-- START --
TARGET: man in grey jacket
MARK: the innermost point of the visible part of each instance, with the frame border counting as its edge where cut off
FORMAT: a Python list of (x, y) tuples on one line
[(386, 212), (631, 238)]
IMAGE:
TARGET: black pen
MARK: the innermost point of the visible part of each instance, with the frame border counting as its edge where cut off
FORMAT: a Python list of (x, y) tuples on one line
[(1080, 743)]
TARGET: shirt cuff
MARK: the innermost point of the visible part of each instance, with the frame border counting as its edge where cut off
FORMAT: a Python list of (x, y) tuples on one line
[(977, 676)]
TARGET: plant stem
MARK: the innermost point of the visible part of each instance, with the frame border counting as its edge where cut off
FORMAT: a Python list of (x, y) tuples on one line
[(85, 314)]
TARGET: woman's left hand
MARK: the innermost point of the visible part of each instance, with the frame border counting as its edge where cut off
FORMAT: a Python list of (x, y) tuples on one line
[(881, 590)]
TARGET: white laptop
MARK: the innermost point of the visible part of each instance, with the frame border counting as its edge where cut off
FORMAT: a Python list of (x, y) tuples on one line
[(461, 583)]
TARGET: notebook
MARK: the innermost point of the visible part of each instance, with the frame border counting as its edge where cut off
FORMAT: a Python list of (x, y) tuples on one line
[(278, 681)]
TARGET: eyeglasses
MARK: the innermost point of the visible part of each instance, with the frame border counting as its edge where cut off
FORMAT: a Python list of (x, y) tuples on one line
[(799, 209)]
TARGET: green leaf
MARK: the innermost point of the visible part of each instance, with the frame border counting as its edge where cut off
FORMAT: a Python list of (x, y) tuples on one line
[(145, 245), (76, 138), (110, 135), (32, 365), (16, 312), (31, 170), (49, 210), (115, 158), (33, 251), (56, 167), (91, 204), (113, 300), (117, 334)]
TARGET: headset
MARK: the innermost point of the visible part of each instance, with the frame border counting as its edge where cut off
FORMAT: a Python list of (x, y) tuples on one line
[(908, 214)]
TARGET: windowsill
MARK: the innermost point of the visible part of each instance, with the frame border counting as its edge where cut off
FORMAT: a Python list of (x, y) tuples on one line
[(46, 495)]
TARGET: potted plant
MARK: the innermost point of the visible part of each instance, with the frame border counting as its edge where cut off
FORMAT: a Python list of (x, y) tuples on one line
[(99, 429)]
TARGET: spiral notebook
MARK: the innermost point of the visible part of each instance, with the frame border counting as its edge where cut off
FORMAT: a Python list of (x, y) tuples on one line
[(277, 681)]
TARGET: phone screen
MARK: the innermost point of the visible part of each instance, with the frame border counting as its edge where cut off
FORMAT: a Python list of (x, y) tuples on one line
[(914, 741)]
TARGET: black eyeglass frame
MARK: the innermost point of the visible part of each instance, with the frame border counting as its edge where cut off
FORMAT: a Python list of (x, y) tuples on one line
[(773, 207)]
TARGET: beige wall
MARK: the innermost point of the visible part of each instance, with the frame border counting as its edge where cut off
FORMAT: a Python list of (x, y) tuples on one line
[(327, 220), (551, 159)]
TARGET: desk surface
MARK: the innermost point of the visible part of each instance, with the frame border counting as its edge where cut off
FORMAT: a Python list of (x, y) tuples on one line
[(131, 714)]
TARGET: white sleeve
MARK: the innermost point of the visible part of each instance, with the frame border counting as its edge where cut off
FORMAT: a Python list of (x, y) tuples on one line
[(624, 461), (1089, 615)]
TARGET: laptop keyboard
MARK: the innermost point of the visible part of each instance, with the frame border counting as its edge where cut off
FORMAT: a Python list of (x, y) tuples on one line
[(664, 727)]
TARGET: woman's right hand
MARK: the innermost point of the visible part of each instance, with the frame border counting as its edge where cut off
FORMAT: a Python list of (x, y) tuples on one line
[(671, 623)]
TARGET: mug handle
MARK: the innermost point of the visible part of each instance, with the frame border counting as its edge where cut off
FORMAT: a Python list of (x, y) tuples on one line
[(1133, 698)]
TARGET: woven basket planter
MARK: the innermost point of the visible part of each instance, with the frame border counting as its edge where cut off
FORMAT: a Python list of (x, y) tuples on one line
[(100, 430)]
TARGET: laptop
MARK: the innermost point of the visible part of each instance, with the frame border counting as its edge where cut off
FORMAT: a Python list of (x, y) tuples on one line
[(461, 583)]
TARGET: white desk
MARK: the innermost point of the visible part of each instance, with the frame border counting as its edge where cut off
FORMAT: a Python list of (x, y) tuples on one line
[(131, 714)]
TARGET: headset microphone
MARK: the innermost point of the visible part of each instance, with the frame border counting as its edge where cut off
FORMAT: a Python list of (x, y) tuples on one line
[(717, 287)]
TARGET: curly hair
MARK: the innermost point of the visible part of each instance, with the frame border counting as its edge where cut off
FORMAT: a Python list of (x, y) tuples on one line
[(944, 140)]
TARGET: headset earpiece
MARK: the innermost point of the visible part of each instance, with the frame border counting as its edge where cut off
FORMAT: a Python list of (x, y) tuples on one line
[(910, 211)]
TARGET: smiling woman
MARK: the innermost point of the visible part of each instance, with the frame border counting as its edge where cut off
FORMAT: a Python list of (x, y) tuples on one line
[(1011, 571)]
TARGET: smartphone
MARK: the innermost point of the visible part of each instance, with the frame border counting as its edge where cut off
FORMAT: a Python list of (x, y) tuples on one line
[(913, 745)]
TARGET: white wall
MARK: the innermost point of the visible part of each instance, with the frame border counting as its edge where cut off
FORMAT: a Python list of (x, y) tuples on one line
-- END --
▶ **PROBLEM DESCRIPTION**:
Copy out every row above, word for word.

▶ **FINISHED ANSWER**:
TARGET: man in grey jacket
MARK: the innermost point of the visible part of each instance, with the frame border counting as its edge where cut off
FORMAT: a Python list of (x, y) tuples on one line
[(386, 212), (631, 238)]
IMAGE:
TARGET: black pen
MARK: the innermost point of the visible part of each instance, with the frame border counting as its edge where cut off
FORMAT: a Python list of (x, y) tuples on one line
[(1080, 743)]
TARGET: shirt cuff
MARK: the innermost point of the visible part of each instance, with the frame border counting as its edge where cut off
FORMAT: a Python list of (x, y) tuples on one line
[(977, 676)]
TARGET: plant stem
MARK: the innermost point of the visible part of each instance, with the frame border counting as its edge where cut off
FORMAT: a Python list of (x, y) tuples on one line
[(85, 314)]
TARGET: woman's left hand
MARK: the innermost point of the visible part of each instance, with the frame border counting as its edge where cut off
FORMAT: a Python list of (x, y) tuples on one line
[(881, 590)]
TARGET: white laptop
MARK: the innermost point of the visible part of each instance, with the frame border counting as its edge where cut off
FORMAT: a Python list of (x, y) tuples on one line
[(461, 583)]
TARGET: notebook
MARK: the innermost point of the visible part of each instance, with the frame border counting as its edge where cut off
FORMAT: a Python list of (x, y) tuples on one line
[(278, 681)]
TARGET: eyeglasses
MARK: the innermost point of the visible part of each instance, with the frame border counting as its edge where cut off
FORMAT: a Python list of (x, y) tuples on one line
[(799, 209)]
TARGET: green leaf
MARK: the innermost point of the visible part of each instance, with the frame border counting as its edge where cut off
FORMAT: a Python list of (x, y) tuples on one line
[(145, 245), (76, 138), (110, 135), (32, 365), (16, 312), (31, 170), (49, 210), (115, 158), (33, 251), (56, 167), (91, 204), (113, 300), (117, 334)]
TARGET: headset
MARK: the innermost point of the visible part of each instance, with the frame border counting as its edge where cut off
FORMAT: a Python list of (x, y) tuples on one line
[(908, 214)]
TARGET: windowsill
MARK: the innermost point of the visible part of each instance, with the frame border counting as its edge where cut off
FORMAT: a Python list of (x, y) tuples on one line
[(46, 495)]
TARGET: potted plant
MARK: the innermost point of the visible part of each instance, with the frame border counting as its edge where cut off
FORMAT: a Python list of (x, y) tuples on one line
[(99, 429)]
TARGET: spiral notebook
MARK: the innermost point of the visible part of each instance, with the frame border counting as its edge where cut off
FORMAT: a Python list of (x, y) tuples on one line
[(277, 681)]
TARGET: phone screen
MARK: the innermost point of the visible part of each instance, with the frame border counting as its edge where cut off
FORMAT: a Python list of (x, y) tuples on one line
[(914, 741)]
TARGET: black eyeglass frame
MARK: the innermost point of the visible part of each instance, with the frame border counting as its edge where cut off
FORMAT: a Python list of (x, y) tuples on one line
[(773, 207)]
TARGET: beige wall
MARK: the innermost point of the visible part of each instance, with the frame border counting as its edge where cut off
FORMAT: a Python list of (x, y) tuples on one line
[(327, 220), (551, 159)]
TARGET: desk surface
MARK: the innermost point of the visible part of each instance, with the frame border counting as its edge where cut off
FORMAT: a Python list of (x, y) tuples on one line
[(131, 714)]
TARGET: white sleeve
MARK: the innermost point of the visible part of each instance, with the frame border counting as its edge where cut off
FORMAT: a Python list of (x, y) tuples on one line
[(624, 461), (1089, 615)]
TARGET: laptop keyboard
MARK: the innermost point of the visible part of each instance, with the frame border counting as its edge where cut off
FORMAT: a Python list of (x, y) tuples on one line
[(664, 727)]
TARGET: woman's right hand
MARK: the innermost point of the visible part of each instance, with the frame border counting as its edge where cut off
FORMAT: a Python list of (x, y) tuples on one line
[(671, 623)]
TARGET: mug handle
MARK: the innermost point of the visible part of each instance, with the frame border counting as its edge where cut off
FORMAT: a Python list of (x, y) tuples on one line
[(1133, 698)]
TARGET: woven basket planter
MARK: the innermost point of the visible part of each instance, with the frame border counting as its edge where cut off
FORMAT: a Python list of (x, y) tuples on one line
[(100, 430)]
TARGET: laptop
MARK: the innermost point of the visible part of each instance, with the frame border counting as its edge where cut off
FORMAT: a Python list of (x, y) tuples on one line
[(461, 583)]
TARGET: white desk
MARK: the innermost point of the visible part of each instance, with the frame border counting as its edge where cut off
FORMAT: a Python list of (x, y) tuples on one line
[(131, 714)]
TARGET: headset microphone
MARK: the innermost point of the visible part of each instance, with the frame border counting as its edge where cut off
FORMAT: a Python list of (x, y) tuples on one line
[(717, 287)]
TARGET: curly hair
MARK: the innermost point of the visible part of each instance, with the frame border counting as its edge where cut off
FORMAT: a Python list of (x, y) tuples on one line
[(944, 140)]
TARGET: headset earpiece
MARK: the innermost point of the visible part of each instance, with the frame border counting as its edge where cut off
FORMAT: a Python list of (x, y) tuples on one line
[(910, 211)]
TARGET: smiling woman
MARK: the innermost point of the visible part of each instance, with the frame border counting as its edge where cut off
FORMAT: a Python list of (x, y) tuples on one line
[(1011, 571)]
TARGET: smartphone
MARK: the innermost point of the visible part of each instance, with the frame border counting as its edge where cut off
FORMAT: a Python list of (x, y) tuples on one line
[(913, 745)]
TARGET: white wall
MARK: the innermost point of the visible part of each instance, with the frame border counting as its edge where cut off
FORMAT: a Python list of (x, y) tuples on one line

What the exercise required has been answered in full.